BEGIN Given text

By Robert del Valle

It is a frustrating fact these days that the vast number of talented people who are still committed to filmmaking here in Michigan are going virtually unnoticed and unappreciated by the press and the public. We have a whole list of names – actors, actresses, writers, and directors. Local film festivals and the dedicated attention of the few give them the kudos they deserve, but it would be an exaggeration to say they’re getting the full benefit of the national spotlight.

Happily enough, however, we recently made contact with a person who seems to exemplify the singular contradiction we mentioned at the start of this article and interview.

Nicole Bowers-Wallace is an independent Michigan based filmmaker currently working with clients throughout the United States on writing, producing and/or directing films. She has an impressive list of credits on IMDB with everything from the diverting Pretty Funny Nicole to the dramatically powerful Hysteria. She has her own company (NBW Films) and an impressive agenda of planned projects.

Two completed projects will be showcased at the Capitol Theatre in Flint on October 3. One is Legacy of Love – a heartbreaking account of imperiled children and their mothers. The second offering will be an extended trailer for Ring of Silence, a work focusing on the heinous crime of human trafficking and its many victims. The latter film stars actress Ava Deluca-Verley.

Nicole Bowers Wallace granted us an interview prior to the premieres in Flint. We would also like to add here that both her website and Facebook page have additional information regarding past and future productions.

Production still from the movie Ring of Silence

When did you start Independent film making?

END Given text

## Your assignment:
Answer these questions from the article on Nicole Bowers-Wallace.
(a) What is the name of her company?
(b) Where and on what date will her two completed projects be showcased?
(c) Which actress stars in Ring of Silence?
You will not need the material that comes after this article.

BEGIN Recorded information

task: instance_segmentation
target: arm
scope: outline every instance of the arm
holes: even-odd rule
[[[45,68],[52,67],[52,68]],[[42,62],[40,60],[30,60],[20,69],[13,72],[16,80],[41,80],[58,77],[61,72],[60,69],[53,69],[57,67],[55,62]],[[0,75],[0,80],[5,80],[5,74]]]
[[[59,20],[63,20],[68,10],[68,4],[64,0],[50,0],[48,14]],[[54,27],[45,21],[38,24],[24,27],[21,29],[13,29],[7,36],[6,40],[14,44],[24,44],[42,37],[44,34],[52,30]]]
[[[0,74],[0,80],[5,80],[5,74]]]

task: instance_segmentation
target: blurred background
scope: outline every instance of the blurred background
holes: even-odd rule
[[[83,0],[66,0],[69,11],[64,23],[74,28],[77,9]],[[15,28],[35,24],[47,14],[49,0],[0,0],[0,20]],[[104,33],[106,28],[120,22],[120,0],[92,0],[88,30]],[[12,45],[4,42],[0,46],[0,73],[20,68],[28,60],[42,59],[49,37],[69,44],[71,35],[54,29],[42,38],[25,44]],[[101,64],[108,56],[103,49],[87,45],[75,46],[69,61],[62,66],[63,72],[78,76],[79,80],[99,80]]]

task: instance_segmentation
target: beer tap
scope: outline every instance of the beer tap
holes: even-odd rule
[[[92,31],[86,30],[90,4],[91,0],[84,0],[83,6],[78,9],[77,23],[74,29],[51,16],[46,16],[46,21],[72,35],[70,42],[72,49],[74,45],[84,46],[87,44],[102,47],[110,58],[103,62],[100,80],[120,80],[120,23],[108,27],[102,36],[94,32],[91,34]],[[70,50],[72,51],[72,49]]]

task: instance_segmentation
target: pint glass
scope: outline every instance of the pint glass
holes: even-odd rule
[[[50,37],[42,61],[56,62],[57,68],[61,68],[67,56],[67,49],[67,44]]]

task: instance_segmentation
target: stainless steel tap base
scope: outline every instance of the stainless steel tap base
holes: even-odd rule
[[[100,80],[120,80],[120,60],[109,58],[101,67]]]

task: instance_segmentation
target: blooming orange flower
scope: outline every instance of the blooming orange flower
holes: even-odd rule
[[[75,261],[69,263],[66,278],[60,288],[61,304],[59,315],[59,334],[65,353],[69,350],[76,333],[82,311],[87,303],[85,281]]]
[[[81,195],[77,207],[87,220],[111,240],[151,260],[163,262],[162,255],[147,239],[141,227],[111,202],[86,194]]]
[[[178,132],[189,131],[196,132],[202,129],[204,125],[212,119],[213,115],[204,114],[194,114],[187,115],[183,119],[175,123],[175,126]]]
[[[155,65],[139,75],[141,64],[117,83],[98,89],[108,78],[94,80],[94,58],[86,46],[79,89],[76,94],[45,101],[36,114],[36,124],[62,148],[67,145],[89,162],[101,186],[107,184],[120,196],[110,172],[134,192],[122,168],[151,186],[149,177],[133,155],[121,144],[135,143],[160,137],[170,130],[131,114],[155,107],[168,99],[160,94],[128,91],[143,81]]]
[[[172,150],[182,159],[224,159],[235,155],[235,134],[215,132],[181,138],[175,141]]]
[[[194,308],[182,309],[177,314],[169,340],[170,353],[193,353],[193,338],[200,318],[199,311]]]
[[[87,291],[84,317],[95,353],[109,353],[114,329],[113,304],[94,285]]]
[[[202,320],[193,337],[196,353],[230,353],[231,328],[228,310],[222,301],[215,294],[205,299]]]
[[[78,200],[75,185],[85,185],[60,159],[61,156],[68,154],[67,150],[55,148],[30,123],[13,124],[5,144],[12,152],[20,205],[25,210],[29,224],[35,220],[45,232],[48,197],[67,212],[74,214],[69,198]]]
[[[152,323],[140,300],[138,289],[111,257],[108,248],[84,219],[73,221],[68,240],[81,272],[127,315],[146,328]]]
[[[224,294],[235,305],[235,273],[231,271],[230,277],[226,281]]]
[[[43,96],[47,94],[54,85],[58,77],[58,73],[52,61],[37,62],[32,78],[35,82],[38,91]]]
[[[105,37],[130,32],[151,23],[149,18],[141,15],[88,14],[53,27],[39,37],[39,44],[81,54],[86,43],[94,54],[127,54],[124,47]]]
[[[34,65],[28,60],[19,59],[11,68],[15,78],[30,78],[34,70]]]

END Recorded information

## Response for this exercise:
(a) NBW Films
(b) At the Capitol Theatre in Flint, on October 3
(c) Ava Deluca-Verley